Supplied text ::
###
Third Tier: Not Getting in in 2020, but Has a Chance in the Future
Vizquel’s first two years of vote totals look like someone who is going to eventually make it into the Hall of Fame, going from 37.0% in his first year to 42.8% in his second year on the ballot in 2019. An elite fielder at one of the most important defensive positions, he’s second behind Ozzie Smith for the most Gold Glove awards at shortstop all-time with 11. He compares pretty similarly to Luis Aparicio, a nine-time Gold Glover at shortstop who also had a career 82 OPS+, though Aparicio was a bit better of a baserunner. Aparicio made it into the Hall of Fame on his 6th ballot, receiving 84.6% in 1984. Vizquel could see a similar path to that as the ballot blockade starts to clear with Jeter and Walker (at least) likely to go in this year, and the Schilling-Bonds-Clemens trio that all received 60%ish in 2019 will age out the year of Vizquel’s 6th ballot. Notable additions to the ballot between now and then (2023) will be Álex Rodríguez, David Ortiz, Tim Hudson, and Mark Buehrle. Metrically, there are many ways of showing that Vizquel was as good as advertised defensively, including his being 9th all-time in defensive WAR according to Baseball-Reference with 29.5 career dWAR. His .9847 career fielding percentage is best of all-time as a shortstop while also being 71st all-time in range factor/9 innings, a rough way of showing how many balls they got to. 71st all-time doesn’t sound great, but it’s ahead of recent Gold Glove winners like Andrelton Simmons, Nick Ahmed and Brandon Crawford. His offense wasn’t good, but the Hall has accepted incredible defenders with mediocre hitting before, and he looks like the type of player that fills that mold.
###
Given records ::

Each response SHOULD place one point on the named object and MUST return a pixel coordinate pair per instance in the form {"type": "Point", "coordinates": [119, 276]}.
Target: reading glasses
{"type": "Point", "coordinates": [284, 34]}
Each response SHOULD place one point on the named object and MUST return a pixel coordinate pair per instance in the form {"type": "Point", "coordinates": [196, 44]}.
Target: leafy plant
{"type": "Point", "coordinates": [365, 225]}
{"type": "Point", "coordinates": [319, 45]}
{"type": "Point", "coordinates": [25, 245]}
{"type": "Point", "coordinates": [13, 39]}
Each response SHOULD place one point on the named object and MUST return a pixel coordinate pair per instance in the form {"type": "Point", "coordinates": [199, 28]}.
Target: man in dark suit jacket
###
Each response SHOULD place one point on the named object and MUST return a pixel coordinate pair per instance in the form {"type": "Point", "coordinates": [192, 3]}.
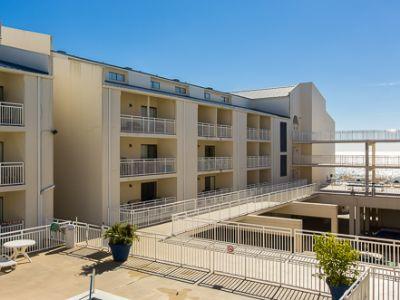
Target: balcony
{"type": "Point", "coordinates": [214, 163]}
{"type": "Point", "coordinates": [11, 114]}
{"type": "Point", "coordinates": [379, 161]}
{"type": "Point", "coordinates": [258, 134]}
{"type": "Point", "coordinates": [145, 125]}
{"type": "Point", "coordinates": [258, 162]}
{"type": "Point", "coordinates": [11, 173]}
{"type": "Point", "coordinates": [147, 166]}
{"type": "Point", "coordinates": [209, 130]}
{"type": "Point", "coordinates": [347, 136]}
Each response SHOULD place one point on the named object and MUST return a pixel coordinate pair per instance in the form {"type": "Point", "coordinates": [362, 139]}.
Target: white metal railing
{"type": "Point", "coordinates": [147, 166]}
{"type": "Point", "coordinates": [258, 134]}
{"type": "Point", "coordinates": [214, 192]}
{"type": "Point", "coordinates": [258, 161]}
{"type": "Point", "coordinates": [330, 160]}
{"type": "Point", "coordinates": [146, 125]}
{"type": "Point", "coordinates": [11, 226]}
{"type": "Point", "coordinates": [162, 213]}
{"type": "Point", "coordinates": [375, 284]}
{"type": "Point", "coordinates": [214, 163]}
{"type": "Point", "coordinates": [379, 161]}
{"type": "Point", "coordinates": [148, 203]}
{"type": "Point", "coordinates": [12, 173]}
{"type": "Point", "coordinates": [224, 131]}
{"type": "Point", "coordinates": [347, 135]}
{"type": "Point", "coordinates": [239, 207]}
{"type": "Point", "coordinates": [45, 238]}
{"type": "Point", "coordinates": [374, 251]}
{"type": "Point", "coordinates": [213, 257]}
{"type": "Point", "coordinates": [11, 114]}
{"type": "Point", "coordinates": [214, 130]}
###
Set task ::
Carry the article on Vizquel's Hall of Fame chances onward from its final sentence.

Written reply ::
I know he’s a career Rockie who’s best attribute (by far) is his hitting, but OPS+, wRC+, and WAR all account for park factors and still put him on the edge of first baseman in the Hall of Fame. He’s tied with Orlando Cepeda at 133 in career OPS+, and Cepeda ranks 15th out of 21 Hall of Fame first baseman. Among first baseman with at least a 130 career OPS+, his 72 defensive runs saved ranks fourth, behind Albert Pujols and Hall of Famers Roger Connor and Bill Terry, and just ahead of Hall of Famers Cap Anson and Jeff Bagwell, and modern players Anthony Rizzo, Paul Goldschmidt and Joey Votto. That’s some great company to be in, and it shows that while obviously the offense is what stands out with Helton, it’s no exaggeration to say he’s one of the best defensive first baseman at least of his era, if not ever. To be fair, Helton has the fourth-largest gap in career OPS at home vs on the road at .193, but 7 of the top 10 players on that all-time list are in the hall of fame along with him and former teammate Larry Walker being on the ballot. In his playing career, he missed out on some All-Star games and MVP votes playing on some awful Rockies teams, and he made the playoffs just twice in his career, during his age-33 and 35 seasons where he was 34 and 36 during the playoff runs. Chronic back issues and late-career leg injuries crippled his production at the end of his career, but his 7-year peak WAR was above that of the average Hall of Fame first baseman. He’s one of the players who should see a benefit of the ballot thinning out in the upcoming years, and while it’s likely that Larry Walker ends up being the first player wearing a Rockies hat in the Hall of Fame, Helton could be the first player to play his full career in Colorado to gain enshrinement.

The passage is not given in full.